Übungstext
╔══

Bild: Holger Karkheck

Rund 70 Jahre später steht Bill auf seinem Grundstück im Örtchen Glendale und ruft dem Besucher aus Deutschland zu, er solle doch mal näher kommen. Sein deutscher Schäferhund kläfft derweil an der Kette. "Der hat ein Hüftproblem", sagt Bill beschwichtigend. 
Bill Spencer
Im Garten sind die Autos aufgereiht. Oben auf dem Berg würden noch weitere stehen, sagt Bill.
Bild: Holger Karkheck
Na gut, betreten wir das fremde Grundstück. So was kann hier im Südwesten der USA sonst ja gern mal tödlich enden. Utah ist der einzige Bundesstaat, wo seit 2011 eine Schusswaffe zu den offiziellen Wahrzeichen gehört: eine Browning M1911, aber das ist eine andere Geschichte. Bill steht ganz offensichtlich eher auf Alteisen, nicht auf Schießeisen.

Autowracks aus fünf Jahrzehnten im Vorgarten

Wer auf dem 2015 Kilometer langen U.S. Highway 89 unterwegs ist und den Bryce Canyon Nationalpark ansteuert, kommt fast automatisch bei Bill vorbei. Und hält dann ebenso automatisch an. Weil man seinen Augen nicht traut. 
Wo andere Blumen pflanzen, hat Bill seinen Garten mit Hunderten Autos ... nun ja ... geschmückt. Modelle aus fünf Jahrzehnten. Pick-ups mit runden Motorhauben aus den 1950ern. Veritable Straßenkreuzer der 60er und 70er, wo man allein beim Anblick das V8-Wummern in den Ohren hat. Und "Modernes" aus der Zeit, als wir in Deutschland US-Serien wir "Ein Colt für alle Fälle" oder "Das A-Team" schauten.
Bill Spencer
Dieser Chevrolet ist schon mit der Erde verwachsen. Langsam versinken die Räder im Boden.
Bild: Holger Karkheck

Allen gemein ist: Sie haben ihre Blütezeit längst hinter sich. Und verströmen gerade dadurch eine einmalige Ästhetik. Bill sammelt keine Autos, er sammelt Autowracks. Bei manchen hat der Rost die gesamte Karosse erfasst. Andere stehen noch in ihrem ausgeblichenen Grün oder Rot in der Mittagssonne. 

Von Beruf Holzfäller, aber Autos als Berufung

Von Beruf war Bill Holzfäller, über 30 Jahre lang hat er den Job gemacht, seine Hände erzählen davon. Aber seine Leidenschaft, die galt schon immer Autos. Seit wann er sammelt? "Eigentlich schon immer", sagt Bill. Immer wieder würden ihm Leute ihre Wagen anbieten. Mal Unfallautos, mal einfach Exemplare, die niemand mehr will. Niemand außer Bill.

╚══

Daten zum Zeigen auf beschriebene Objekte

╔══

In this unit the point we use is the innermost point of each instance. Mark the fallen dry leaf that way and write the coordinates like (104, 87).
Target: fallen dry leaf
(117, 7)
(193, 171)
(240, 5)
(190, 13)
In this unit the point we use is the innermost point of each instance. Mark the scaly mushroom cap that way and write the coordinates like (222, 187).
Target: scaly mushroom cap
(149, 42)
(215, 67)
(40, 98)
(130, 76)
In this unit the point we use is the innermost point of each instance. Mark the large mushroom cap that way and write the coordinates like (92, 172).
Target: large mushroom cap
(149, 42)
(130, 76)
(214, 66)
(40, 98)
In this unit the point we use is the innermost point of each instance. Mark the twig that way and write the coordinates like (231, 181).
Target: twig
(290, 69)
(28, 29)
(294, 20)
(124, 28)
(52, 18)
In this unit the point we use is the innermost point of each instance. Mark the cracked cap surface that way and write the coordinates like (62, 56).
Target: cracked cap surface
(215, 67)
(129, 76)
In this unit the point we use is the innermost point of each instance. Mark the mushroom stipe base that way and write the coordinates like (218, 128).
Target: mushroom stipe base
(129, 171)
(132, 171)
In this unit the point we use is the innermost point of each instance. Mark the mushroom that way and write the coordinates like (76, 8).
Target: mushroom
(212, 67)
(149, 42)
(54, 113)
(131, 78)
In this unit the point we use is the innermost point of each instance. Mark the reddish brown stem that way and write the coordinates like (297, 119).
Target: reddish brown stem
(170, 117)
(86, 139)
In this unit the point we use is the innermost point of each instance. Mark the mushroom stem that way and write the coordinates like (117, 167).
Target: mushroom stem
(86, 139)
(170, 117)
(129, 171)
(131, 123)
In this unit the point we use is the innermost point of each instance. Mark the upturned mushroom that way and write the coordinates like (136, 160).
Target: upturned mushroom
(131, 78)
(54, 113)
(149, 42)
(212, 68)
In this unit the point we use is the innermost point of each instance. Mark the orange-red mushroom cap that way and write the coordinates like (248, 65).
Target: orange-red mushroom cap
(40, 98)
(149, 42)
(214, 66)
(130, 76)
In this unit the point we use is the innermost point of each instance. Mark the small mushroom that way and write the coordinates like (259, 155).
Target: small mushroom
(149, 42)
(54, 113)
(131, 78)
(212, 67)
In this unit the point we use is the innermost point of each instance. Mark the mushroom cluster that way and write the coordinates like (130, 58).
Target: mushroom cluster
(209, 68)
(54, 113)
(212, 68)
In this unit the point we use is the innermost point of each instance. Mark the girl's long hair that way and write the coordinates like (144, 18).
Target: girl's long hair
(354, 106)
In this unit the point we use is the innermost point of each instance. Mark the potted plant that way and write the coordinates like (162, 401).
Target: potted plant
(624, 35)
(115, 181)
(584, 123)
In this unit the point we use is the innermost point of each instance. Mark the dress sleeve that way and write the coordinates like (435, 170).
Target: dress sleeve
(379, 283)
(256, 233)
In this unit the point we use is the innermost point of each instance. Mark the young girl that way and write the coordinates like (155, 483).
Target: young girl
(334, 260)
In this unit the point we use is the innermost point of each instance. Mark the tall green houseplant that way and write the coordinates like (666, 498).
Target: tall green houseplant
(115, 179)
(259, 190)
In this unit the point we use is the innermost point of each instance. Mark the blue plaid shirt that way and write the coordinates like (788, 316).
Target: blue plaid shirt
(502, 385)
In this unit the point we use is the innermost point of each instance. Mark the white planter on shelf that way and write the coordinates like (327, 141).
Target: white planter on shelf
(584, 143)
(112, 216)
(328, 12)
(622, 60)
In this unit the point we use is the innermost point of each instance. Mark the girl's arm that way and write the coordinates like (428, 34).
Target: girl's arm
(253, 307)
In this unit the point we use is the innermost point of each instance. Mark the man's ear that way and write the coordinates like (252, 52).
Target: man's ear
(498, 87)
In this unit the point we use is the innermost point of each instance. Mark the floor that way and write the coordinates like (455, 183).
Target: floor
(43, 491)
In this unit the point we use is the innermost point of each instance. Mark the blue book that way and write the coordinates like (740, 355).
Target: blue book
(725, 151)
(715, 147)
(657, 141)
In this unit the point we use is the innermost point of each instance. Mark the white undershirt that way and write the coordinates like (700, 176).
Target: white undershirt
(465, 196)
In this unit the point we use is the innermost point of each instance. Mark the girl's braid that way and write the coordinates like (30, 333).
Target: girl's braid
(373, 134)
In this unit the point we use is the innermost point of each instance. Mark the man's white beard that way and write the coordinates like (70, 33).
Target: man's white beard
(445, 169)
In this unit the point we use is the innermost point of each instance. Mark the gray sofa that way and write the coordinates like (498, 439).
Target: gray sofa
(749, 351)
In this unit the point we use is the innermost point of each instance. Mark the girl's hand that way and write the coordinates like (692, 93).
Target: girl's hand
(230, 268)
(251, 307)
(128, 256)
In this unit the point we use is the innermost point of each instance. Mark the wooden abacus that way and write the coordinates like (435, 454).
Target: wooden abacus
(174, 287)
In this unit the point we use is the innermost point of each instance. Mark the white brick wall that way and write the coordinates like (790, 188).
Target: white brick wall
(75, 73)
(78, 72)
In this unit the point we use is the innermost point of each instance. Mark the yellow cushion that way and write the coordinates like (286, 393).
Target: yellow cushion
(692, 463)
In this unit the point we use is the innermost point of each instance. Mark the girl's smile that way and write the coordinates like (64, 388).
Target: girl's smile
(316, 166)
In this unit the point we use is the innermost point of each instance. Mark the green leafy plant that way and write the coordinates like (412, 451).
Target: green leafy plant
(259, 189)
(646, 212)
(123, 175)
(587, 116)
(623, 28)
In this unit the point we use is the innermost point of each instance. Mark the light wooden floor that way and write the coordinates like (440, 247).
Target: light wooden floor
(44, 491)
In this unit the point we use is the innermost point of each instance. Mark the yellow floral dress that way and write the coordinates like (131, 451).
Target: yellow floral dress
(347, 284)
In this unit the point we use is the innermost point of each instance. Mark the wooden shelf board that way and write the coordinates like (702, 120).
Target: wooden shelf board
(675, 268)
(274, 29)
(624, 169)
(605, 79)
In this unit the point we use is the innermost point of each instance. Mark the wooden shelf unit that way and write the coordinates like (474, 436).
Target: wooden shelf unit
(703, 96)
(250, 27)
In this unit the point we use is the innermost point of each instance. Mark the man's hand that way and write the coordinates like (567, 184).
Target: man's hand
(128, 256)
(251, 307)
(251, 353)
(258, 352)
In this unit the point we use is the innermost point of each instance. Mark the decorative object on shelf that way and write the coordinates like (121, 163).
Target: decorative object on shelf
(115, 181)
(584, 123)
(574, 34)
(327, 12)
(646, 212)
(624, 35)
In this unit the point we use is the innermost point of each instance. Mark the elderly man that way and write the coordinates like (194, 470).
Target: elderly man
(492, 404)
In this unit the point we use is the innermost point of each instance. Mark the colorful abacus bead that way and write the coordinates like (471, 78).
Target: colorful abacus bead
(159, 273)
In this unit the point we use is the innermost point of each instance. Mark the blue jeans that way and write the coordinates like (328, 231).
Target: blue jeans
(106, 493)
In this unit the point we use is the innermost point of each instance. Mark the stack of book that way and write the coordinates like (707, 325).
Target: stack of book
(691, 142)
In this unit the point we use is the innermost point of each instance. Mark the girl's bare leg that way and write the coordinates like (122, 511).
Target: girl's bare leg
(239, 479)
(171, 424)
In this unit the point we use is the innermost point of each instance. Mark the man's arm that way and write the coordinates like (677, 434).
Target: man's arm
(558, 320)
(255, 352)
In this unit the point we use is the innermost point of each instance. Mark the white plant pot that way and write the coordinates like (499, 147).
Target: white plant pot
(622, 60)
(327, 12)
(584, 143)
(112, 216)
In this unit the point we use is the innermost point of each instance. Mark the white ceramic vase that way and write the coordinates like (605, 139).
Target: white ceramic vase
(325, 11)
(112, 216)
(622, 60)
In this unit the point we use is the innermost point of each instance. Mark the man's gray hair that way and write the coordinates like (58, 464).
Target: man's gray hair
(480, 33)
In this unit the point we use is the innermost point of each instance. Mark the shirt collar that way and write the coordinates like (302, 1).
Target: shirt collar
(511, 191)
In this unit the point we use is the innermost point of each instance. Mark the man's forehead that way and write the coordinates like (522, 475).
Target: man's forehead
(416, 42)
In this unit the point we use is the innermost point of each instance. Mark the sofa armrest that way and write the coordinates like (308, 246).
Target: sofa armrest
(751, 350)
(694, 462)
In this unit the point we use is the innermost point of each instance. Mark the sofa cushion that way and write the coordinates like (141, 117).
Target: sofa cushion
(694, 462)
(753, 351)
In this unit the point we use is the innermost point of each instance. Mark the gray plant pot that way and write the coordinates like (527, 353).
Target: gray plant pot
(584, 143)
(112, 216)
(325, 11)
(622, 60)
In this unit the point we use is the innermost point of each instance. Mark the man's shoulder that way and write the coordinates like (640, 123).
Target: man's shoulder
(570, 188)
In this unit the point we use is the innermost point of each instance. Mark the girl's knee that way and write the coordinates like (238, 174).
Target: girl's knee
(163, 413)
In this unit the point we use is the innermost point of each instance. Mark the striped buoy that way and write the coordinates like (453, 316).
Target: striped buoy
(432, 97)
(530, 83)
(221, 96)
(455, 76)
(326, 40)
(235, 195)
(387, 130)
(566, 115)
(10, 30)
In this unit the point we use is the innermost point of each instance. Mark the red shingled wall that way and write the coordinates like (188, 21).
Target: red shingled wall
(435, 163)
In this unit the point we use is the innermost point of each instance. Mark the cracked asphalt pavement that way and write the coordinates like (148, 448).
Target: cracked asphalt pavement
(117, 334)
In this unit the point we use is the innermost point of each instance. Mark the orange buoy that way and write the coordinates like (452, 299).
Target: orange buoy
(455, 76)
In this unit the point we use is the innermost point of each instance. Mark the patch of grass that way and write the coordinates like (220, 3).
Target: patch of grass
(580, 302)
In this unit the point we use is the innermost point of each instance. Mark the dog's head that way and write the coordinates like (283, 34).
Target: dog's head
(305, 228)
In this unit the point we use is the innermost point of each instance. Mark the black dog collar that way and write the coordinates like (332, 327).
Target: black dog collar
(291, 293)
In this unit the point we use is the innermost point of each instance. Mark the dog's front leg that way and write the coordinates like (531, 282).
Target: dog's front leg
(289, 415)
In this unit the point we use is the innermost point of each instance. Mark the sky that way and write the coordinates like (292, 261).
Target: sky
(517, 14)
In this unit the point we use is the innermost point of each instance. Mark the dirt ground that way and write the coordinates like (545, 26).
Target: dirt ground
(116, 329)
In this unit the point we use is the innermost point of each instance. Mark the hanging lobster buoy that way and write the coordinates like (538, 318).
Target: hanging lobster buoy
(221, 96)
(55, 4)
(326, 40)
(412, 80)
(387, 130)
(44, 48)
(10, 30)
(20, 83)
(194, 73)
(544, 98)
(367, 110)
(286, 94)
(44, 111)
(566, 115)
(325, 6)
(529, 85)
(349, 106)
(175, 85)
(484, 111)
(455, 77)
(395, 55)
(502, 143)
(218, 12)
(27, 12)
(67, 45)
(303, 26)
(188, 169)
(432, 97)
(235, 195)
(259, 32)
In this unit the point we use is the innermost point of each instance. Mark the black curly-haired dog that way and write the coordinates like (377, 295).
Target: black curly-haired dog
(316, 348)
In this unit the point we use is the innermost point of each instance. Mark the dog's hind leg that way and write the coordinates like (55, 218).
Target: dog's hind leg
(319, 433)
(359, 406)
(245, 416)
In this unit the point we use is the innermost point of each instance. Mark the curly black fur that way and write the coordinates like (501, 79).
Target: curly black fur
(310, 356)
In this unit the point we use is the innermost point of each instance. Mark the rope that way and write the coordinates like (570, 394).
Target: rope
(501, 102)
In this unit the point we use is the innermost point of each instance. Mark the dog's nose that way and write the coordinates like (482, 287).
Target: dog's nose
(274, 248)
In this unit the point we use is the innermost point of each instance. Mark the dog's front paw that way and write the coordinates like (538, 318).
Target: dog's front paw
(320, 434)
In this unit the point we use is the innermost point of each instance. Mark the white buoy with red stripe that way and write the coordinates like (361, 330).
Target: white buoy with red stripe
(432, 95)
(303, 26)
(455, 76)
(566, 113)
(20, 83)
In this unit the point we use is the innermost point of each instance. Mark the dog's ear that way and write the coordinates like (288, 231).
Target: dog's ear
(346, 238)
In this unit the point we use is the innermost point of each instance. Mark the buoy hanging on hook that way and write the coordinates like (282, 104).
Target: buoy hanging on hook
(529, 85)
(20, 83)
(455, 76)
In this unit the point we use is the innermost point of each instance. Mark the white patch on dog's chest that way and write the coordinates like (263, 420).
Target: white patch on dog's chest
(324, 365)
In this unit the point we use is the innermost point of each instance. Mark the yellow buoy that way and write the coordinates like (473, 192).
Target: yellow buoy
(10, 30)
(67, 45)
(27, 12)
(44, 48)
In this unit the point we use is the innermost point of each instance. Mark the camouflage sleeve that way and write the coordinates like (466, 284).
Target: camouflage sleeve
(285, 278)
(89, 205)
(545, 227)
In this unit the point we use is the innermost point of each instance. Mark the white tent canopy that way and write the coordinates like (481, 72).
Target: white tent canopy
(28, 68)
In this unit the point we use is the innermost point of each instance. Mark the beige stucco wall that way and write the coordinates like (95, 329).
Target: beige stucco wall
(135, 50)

╚══

Übungsaufgaben
1. Prüfe für jede der folgenden Aussagen, ob sie mit dem Text über Bill Spencers Autowracks übereinstimmt, und belege deine Antwort mit den entscheidenden Worten des Textes: (a) Bill hat mehr als 30 Jahre als Holzfäller gearbeitet. (b) Bill sammelt gut erhaltene Autos. (c) Bills Schäferhund läuft frei auf dem Grundstück herum.
2. Wie lang ist der U.S. Highway 89 laut dem Text über Bill Spencers Autowracks?
3. Schreibe den Abschnitt des Textes über Bill Spencers Autowracks von „Allen gemein ist: Sie“ bis einschließlich „Niemand außer Bill.“ ab und ersetze dabei „Holzfäller“ durch „Forstarbeiter“.

Ihre Antworten
1.
(a) Ja: „über 30 Jahre lang hat er den Job gemacht“
(b) Nein: „Bill sammelt keine Autos, er sammelt Autowracks.“
(c) Nein: „Sein deutscher Schäferhund kläfft derweil an der Kette.“

2. 2015 Kilometer

3.
Allen gemein ist: Sie haben ihre Blütezeit längst hinter sich. Und verströmen gerade dadurch eine einmalige Ästhetik. Bill sammelt keine Autos, er sammelt Autowracks. Bei manchen hat der Rost die gesamte Karosse erfasst. Andere stehen noch in ihrem ausgeblichenen Grün oder Rot in der Mittagssonne. 

Von Beruf Forstarbeiter, aber Autos als Berufung

Von Beruf war Bill Forstarbeiter, über 30 Jahre lang hat er den Job gemacht, seine Hände erzählen davon. Aber seine Leidenschaft, die galt schon immer Autos. Seit wann er sammelt? "Eigentlich schon immer", sagt Bill. Immer wieder würden ihm Leute ihre Wagen anbieten. Mal Unfallautos, mal einfach Exemplare, die niemand mehr will. Niemand außer Bill.